## TEXT BLOCK
= = = = =

Compare them with Northern leaders - John Hume, David Trimble, Seamus Mallon, Mark Durkan, Peter Robinson, Ian Paisley, Gerry Adams, Martin McGuinness, not to mention that nice, caring Mr Adair.
All of these Ulstermen burn with a rage of some kind or other. They live dangerously, toiling at the coalface of raw emotions. One mistake could prove fatal as they hew at the thin seam of political possibility, with lethal pockets of methane just inches away, while around them pit-props groan beneath a vast weight of popular expectation. Persuasive charisma is as essential in such a place as the pickaxe and the canary.
Politicians in the Republic, conversely, are in a porridge-making competition. They all agree on most of the central ingredients, and there's only so much you can do with porridge. You can't put strawberries in it, or liver, or egg, or onions, or Marmite or diced carrots, or lobster or ice-cream.
All versions of porridge taste pretty much the same, so charisma isn't a requirement for porridge chefs. After all, since no one's going to die if a chef over-oats his recipe, they don't need to have especially persuasive qualities to get people to sample their dish.
So happy is the land whose politics resemble a porridge-making competition in the Scottish Highlands, where McTavish's recipe is almost identical to McIntosh's. Happy is the land where elections are exercises in boredom and suffocating localism.
Happy is the land whose leaders lack magnetism; where a Johnny Adair is not hailed as a charismatic leader with caring qualities.

= = = = =

## SOURCE MATERIAL
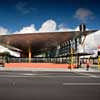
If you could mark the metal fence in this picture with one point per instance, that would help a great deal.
(37, 60)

= = = = =

## EXERCISE TASK 1
In the passage on Irish politics, what kind of competition are politicians in the Republic said to be in?
## EXERCISE TASK 2
List every ingredient that the passage on Irish politics says you can't put in porridge.
## EXERCISE TASK 3
Quote the part of the passage on Irish politics that begins with the words containing "All versions of" and ends with "with caring qualities.".
The material has no connection to the passage on Irish politics.

## FULL ANSWER 1
A porridge-making competition.

## FULL ANSWER 2
Strawberries, liver, egg, onions, Marmite, diced carrots, lobster, ice-cream

## FULL ANSWER 3
All versions of porridge taste pretty much the same, so charisma isn't a requirement for porridge chefs. After all, since no one's going to die if a chef over-oats his recipe, they don't need to have especially persuasive qualities to get people to sample their dish.
So happy is the land whose politics resemble a porridge-making competition in the Scottish Highlands, where McTavish's recipe is almost identical to McIntosh's. Happy is the land where elections are exercises in boredom and suffocating localism.
Happy is the land whose leaders lack magnetism; where a Johnny Adair is not hailed as a charismatic leader with caring qualities.